··· Entries ···

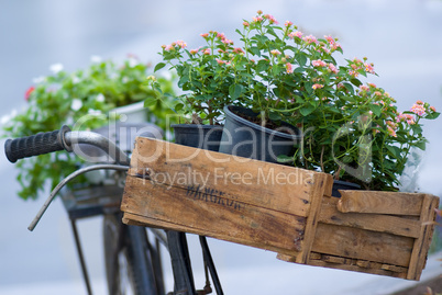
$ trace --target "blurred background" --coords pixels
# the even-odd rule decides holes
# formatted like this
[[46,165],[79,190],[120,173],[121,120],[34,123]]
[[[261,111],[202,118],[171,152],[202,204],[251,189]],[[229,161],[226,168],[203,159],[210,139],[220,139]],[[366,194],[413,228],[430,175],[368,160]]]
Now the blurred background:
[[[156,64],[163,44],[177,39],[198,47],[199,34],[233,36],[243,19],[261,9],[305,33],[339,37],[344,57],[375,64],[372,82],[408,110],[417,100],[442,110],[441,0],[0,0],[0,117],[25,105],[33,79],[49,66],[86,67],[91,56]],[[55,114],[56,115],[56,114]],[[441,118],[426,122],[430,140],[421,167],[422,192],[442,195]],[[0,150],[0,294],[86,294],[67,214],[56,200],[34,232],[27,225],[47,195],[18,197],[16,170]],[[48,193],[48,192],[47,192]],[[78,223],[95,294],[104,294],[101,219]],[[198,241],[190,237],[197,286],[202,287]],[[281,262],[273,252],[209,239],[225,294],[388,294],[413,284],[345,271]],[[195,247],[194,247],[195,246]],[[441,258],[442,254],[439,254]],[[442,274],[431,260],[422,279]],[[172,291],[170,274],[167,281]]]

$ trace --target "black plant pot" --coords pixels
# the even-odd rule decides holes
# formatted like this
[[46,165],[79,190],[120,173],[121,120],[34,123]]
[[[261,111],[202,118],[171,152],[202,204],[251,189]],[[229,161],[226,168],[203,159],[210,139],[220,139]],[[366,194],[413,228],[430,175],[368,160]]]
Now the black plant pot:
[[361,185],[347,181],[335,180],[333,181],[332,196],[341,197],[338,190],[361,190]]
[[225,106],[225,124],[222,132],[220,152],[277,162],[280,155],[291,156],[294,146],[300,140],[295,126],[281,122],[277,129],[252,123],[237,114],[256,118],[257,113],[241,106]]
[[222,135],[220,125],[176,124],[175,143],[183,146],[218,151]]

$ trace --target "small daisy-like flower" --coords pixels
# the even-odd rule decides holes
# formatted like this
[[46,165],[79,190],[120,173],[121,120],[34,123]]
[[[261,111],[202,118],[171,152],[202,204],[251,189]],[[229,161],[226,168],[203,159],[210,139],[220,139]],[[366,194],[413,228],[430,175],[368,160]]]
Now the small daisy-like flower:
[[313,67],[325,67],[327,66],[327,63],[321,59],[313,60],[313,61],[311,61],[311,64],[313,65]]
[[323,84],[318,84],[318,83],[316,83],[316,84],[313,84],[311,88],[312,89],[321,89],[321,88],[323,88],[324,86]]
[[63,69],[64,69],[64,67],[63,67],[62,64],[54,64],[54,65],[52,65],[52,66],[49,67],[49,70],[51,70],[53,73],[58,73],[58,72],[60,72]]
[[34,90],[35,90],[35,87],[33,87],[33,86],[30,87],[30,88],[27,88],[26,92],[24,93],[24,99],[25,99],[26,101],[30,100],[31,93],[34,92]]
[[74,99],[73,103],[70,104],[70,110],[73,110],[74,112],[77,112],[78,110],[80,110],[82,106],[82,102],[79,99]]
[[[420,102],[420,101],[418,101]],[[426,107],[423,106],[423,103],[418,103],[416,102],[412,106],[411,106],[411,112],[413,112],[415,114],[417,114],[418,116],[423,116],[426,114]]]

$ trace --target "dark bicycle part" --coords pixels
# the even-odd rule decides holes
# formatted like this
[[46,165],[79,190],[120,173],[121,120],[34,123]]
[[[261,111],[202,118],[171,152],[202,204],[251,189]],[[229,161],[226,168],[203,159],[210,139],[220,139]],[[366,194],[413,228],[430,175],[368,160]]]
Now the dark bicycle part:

···

Exercise goal » Rewrite the data above as a numbered list with one line per item, skipping the blank lines. Leave the pictures out of your answer.

Completed task »
1. $ trace --target "blurred background" --coords pixels
2. # the even-odd rule decides holes
3. # formatted like this
4. [[46,165],[79,190],[120,173],[121,120],[34,123]]
5. [[[261,111],[202,118],[171,152],[202,204],[251,189]],[[229,161],[226,168],[203,159],[210,139],[220,139]],[[366,194],[413,228],[430,175],[368,160]]]
6. Now the blurred background:
7. [[[156,64],[163,44],[177,39],[198,47],[199,34],[233,36],[243,19],[261,9],[305,33],[339,37],[344,57],[375,64],[372,82],[408,110],[417,100],[442,110],[441,0],[0,0],[0,117],[25,105],[33,79],[49,66],[86,67],[91,56]],[[55,114],[56,115],[56,114]],[[441,118],[426,122],[430,140],[421,167],[422,192],[442,195]],[[0,150],[0,294],[86,294],[67,214],[56,200],[34,232],[27,225],[47,195],[18,197],[16,170]],[[48,193],[48,192],[47,192]],[[78,223],[95,294],[104,294],[101,219]],[[198,241],[190,237],[197,286],[202,287]],[[281,262],[273,252],[209,239],[225,294],[388,294],[413,284],[345,271]],[[195,247],[194,247],[195,246]],[[441,258],[442,254],[439,254]],[[442,274],[431,260],[422,279]],[[172,291],[170,274],[167,281]]]
8. $ trace --target "black plant pot" --coords pixels
9. # the even-odd rule decides holes
10. # formatted like this
11. [[46,165],[79,190],[120,173],[121,120],[34,123]]
12. [[[261,111],[202,118],[171,152],[202,204],[251,189]],[[229,161],[226,168],[203,159],[210,139],[220,139]],[[366,194],[413,228],[430,175],[368,160]]]
13. Now the black plant pot:
14. [[361,185],[347,181],[335,180],[333,181],[332,196],[341,197],[338,190],[361,190]]
15. [[225,106],[225,124],[222,132],[220,152],[277,162],[280,155],[291,156],[294,146],[300,140],[295,126],[281,122],[277,129],[252,123],[237,114],[256,118],[257,113],[241,106]]
16. [[222,135],[220,125],[176,124],[175,143],[183,146],[218,151]]
17. $ trace --target "small daisy-like flower" --coords pixels
18. # the even-odd rule decides holes
19. # formatted like this
20. [[46,165],[79,190],[120,173],[121,120],[34,123]]
21. [[[261,111],[202,118],[171,152],[202,204],[251,189]],[[229,161],[226,168],[203,159],[210,139],[220,139]],[[366,194],[413,228],[430,175],[368,160]]]
22. Now the small daisy-like flower:
23. [[313,67],[325,67],[327,66],[327,63],[321,59],[313,60],[313,61],[311,61],[311,64],[313,65]]
24. [[323,84],[318,84],[318,83],[316,83],[316,84],[313,84],[311,88],[312,89],[321,89],[321,88],[323,88],[324,86]]
25. [[63,69],[64,69],[64,67],[63,67],[62,64],[54,64],[54,65],[52,65],[52,66],[49,67],[49,70],[51,70],[53,73],[58,73],[58,72],[60,72]]
26. [[34,90],[35,90],[35,87],[33,87],[33,86],[30,87],[30,88],[27,88],[26,92],[24,93],[24,99],[25,99],[26,101],[30,100],[31,93],[34,92]]
27. [[74,99],[73,103],[70,104],[70,110],[73,110],[74,112],[77,112],[78,110],[80,110],[82,106],[82,102],[79,99]]
28. [[[420,102],[420,101],[418,101]],[[426,107],[423,106],[423,103],[418,103],[416,102],[412,106],[411,106],[411,112],[413,112],[415,114],[417,114],[418,116],[423,116],[426,114]]]
29. $ trace --target "dark bicycle part" --coords pixels
30. # the even-odd rule decides holes
31. # formatted like this
32. [[46,165],[79,190],[120,173],[121,120],[34,123]]
33. [[[261,111],[202,118],[171,152],[202,204],[251,189]],[[229,161],[226,168],[203,159],[210,139],[220,139]],[[366,194],[413,228],[430,175],[368,160]]]
34. Now the dark bicycle part:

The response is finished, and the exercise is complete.